● Exercise
Reproduce the records below from the line with "Where can the person in green" up to and including the line with "point(125, 89)", keeping the requests as they are, but scale every answer coordinate by 0.85 and round to whole numbers, with halves going up. Leave the coordinates in the requests' sample formats unchanged.

Point annotation records:
-- start --

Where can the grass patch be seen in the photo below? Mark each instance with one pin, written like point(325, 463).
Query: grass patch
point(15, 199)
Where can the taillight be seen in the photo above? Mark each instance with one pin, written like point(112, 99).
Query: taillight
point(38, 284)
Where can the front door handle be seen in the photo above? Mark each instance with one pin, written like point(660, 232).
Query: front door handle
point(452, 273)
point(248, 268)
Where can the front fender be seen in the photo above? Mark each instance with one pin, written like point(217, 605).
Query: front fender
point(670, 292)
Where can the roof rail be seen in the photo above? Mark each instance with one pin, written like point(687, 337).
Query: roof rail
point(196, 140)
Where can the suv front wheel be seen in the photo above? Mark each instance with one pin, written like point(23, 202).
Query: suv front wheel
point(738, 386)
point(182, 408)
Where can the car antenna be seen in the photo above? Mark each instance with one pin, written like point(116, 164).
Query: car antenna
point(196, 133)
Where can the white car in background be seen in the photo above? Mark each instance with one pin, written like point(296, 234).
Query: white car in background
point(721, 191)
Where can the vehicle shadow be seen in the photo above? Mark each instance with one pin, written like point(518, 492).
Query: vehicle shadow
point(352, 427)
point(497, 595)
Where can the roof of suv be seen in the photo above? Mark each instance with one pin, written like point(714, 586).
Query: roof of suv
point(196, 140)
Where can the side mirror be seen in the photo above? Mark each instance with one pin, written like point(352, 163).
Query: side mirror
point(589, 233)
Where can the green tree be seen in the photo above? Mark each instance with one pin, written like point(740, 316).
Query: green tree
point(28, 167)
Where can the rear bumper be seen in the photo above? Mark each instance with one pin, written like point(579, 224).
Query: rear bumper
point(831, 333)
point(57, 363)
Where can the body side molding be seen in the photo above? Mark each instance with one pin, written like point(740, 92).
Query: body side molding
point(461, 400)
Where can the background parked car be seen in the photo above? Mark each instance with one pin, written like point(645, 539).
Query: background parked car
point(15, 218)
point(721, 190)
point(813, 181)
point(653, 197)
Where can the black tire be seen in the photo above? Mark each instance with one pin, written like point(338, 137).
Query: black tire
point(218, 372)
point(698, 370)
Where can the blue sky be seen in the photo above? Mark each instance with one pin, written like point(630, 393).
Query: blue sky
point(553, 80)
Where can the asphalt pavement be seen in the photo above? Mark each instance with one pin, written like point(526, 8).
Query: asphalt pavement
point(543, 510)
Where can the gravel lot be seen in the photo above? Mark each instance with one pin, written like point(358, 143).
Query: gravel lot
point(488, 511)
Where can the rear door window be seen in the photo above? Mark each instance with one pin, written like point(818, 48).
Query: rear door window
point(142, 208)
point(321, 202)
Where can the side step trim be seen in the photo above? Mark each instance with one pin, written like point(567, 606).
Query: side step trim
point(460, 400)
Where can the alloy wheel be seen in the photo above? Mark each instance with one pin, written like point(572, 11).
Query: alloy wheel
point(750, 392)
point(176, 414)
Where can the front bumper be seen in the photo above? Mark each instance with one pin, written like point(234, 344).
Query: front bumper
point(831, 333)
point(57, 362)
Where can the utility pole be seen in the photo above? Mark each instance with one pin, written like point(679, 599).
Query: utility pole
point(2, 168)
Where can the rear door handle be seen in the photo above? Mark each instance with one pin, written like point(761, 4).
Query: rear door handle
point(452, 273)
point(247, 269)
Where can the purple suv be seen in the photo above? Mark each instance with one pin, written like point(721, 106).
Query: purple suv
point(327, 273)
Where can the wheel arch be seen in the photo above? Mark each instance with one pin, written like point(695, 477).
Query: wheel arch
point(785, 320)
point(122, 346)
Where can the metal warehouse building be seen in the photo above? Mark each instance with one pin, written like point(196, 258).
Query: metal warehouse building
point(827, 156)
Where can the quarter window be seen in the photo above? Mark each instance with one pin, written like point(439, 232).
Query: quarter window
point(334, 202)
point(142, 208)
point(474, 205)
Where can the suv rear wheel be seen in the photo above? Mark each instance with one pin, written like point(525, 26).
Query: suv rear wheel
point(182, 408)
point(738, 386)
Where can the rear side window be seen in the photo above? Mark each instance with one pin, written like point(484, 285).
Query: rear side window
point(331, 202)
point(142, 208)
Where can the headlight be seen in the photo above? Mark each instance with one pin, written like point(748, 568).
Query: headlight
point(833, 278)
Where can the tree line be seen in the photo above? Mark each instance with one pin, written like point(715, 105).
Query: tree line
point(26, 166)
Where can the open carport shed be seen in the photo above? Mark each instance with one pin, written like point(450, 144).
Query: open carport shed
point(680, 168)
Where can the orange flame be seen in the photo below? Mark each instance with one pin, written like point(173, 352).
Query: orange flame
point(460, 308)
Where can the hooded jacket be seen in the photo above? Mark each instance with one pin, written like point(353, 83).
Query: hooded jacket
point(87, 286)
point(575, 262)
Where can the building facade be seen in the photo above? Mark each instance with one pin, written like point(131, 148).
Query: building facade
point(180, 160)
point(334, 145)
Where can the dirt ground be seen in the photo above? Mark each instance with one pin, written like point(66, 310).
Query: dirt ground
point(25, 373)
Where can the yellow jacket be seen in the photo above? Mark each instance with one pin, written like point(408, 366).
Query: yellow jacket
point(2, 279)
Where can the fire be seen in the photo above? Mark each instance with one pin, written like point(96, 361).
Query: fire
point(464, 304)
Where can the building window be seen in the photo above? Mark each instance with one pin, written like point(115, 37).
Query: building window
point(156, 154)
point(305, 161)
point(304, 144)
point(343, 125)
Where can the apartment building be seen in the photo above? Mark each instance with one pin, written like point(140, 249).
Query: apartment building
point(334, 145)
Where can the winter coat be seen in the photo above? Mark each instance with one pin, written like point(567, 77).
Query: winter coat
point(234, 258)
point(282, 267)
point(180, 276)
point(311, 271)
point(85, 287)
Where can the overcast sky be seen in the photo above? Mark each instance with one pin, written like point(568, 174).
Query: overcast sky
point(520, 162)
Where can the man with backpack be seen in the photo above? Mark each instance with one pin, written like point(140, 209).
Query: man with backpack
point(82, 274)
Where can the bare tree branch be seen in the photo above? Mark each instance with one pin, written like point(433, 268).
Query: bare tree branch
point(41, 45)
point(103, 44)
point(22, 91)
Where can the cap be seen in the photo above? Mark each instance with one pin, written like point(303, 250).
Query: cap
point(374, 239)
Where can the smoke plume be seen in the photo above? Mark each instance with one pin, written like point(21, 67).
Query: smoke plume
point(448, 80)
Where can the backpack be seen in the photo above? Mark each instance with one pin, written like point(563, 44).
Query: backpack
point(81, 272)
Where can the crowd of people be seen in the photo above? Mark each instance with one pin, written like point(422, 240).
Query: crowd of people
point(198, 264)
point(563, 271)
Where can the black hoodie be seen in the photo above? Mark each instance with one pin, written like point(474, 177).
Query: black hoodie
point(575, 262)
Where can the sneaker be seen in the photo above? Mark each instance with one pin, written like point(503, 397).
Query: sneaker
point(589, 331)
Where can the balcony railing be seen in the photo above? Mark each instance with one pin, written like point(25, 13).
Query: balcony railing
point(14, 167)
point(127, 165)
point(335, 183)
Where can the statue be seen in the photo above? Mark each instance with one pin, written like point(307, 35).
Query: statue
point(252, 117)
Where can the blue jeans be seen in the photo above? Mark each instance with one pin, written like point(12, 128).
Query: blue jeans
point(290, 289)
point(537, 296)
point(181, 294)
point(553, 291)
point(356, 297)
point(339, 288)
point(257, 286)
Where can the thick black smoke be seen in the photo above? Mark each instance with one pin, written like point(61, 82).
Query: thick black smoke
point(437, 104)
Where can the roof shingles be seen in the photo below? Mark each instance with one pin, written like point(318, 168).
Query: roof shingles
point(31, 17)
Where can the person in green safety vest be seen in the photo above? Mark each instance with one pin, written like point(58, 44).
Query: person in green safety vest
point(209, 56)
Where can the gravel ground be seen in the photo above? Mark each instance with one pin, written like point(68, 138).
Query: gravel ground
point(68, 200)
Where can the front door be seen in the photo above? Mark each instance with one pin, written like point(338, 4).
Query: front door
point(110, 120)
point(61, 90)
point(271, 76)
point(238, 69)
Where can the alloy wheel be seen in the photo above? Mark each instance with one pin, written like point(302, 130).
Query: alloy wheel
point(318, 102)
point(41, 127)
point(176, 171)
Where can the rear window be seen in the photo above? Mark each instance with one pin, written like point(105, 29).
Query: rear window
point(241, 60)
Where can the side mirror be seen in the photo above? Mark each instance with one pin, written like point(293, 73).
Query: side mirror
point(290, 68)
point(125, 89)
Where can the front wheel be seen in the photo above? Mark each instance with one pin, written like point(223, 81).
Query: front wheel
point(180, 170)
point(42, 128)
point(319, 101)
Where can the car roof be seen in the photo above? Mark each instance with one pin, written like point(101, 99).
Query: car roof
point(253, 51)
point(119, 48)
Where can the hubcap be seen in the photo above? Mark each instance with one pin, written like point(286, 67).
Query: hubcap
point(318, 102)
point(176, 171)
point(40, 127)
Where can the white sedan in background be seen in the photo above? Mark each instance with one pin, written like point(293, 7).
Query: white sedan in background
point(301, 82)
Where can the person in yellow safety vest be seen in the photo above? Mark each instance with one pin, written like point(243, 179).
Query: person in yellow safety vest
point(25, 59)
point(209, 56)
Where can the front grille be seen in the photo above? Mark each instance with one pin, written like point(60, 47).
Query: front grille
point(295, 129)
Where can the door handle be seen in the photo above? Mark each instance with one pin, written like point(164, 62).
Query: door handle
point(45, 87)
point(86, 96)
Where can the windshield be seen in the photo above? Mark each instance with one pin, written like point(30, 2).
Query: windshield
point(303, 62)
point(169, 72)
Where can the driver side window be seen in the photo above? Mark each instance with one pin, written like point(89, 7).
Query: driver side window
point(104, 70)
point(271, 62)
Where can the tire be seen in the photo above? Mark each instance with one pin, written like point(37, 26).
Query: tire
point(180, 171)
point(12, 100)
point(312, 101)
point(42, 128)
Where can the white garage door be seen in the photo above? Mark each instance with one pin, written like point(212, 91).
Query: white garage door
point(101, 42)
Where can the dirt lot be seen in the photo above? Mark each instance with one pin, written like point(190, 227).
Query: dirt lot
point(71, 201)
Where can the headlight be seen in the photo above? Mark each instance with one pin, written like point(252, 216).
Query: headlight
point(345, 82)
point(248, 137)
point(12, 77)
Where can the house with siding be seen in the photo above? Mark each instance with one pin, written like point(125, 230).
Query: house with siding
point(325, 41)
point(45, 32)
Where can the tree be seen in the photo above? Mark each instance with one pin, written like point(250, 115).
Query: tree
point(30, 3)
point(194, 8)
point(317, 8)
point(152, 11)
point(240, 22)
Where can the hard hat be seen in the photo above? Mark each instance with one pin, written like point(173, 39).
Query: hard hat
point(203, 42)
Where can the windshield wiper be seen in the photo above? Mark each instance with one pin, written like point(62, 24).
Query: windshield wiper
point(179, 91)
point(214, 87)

-- end --

● Response to the exercise
Where can the person in green safety vest be seen in the photo above? Mark each instance with one pin, written like point(58, 44).
Query: person in green safety vest
point(178, 48)
Where can the gravel ground be seen in the photo above? Mark each instance with one pin, written like point(68, 138).
Query: gravel ground
point(58, 170)
Where can the front door be seen in the photo above? Mark each instance with one pin, written like point(338, 4).
Query: front door
point(94, 102)
point(52, 77)
point(230, 65)
point(202, 59)
Where can the alloy wheel be seen in the photo above? Mark each instance with one pin, written like point(302, 130).
Query: alloy wheel
point(270, 87)
point(35, 108)
point(150, 145)
Where can the rear window be seen in the photo above? Mark each instance with one pin, written like point(105, 29).
Query: rear window
point(205, 51)
Where can the side mirror be seen in the photo above? Mark each instance with one pin, written like point(293, 73).
Query: side mirror
point(247, 58)
point(106, 76)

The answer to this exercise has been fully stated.